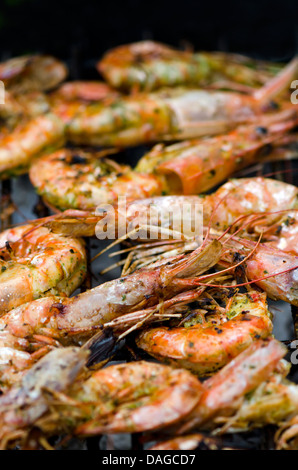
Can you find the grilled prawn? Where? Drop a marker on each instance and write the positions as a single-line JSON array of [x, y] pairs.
[[79, 180], [210, 339], [35, 262], [148, 65], [83, 180], [53, 320]]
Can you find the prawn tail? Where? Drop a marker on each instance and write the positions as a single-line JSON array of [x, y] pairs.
[[200, 260], [278, 83]]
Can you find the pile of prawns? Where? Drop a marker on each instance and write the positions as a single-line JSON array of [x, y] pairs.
[[195, 308]]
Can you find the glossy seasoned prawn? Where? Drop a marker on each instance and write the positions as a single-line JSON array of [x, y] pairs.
[[207, 341], [148, 65], [73, 97], [225, 392], [172, 114], [36, 262], [32, 73], [83, 180], [242, 197], [80, 90], [28, 141], [286, 436], [19, 108], [21, 406], [195, 166], [53, 320], [131, 397], [79, 180]]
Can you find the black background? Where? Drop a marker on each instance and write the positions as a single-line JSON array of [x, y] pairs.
[[80, 31]]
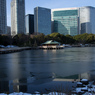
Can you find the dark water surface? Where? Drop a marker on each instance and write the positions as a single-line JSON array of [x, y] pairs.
[[45, 70]]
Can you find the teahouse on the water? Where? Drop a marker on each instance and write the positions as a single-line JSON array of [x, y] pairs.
[[51, 44]]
■ ■ ■ ■ ■
— TASK TO COMPLETE —
Change every "Drop a marker" in all the lines above to "Put a pin" and leave everything else as it is. Omit the pictures from your answer.

— SOLUTION TO THIS TASK —
Can you find the grilled prawn? Where? Put a pin on each instance and write the positions as a single-line JSON array of [x, y] pairs.
[[79, 180], [210, 339], [35, 262], [148, 65], [83, 180], [53, 320]]
Can you find the prawn tail? Where? Put a pin on each instance and write the positions as a single-line JSON array of [x, y] pairs.
[[200, 260], [278, 83]]
Can you find the pile of prawns? Where? Put a pin on each instance and write the positions as a single-line JSON array of [x, y] pairs.
[[195, 308]]
Can you find the glossy seasoned prawn? Where? Put a pin on each instance and write the positions as a single-line JSON array of [x, y] pairs.
[[207, 341], [148, 65], [73, 97], [225, 392], [172, 114], [36, 262], [32, 73], [83, 180], [242, 197], [80, 90], [28, 141], [286, 436], [19, 108], [21, 406], [195, 166], [53, 320], [131, 397], [79, 180]]
Can you find the black background? Where? Put a pin on each instance and write the positions as a single-line JSON array of [x, y] pairs.
[[80, 31]]
Can you find the dark water surface? Where? Put a pin on each instance and write the positions as a single-line JSON array of [x, y] pairs.
[[45, 70]]
Can you find the teahouse on the water? Where? Put a pin on each instance and write the positions as a single-line JSON array of [x, y] pairs.
[[51, 44]]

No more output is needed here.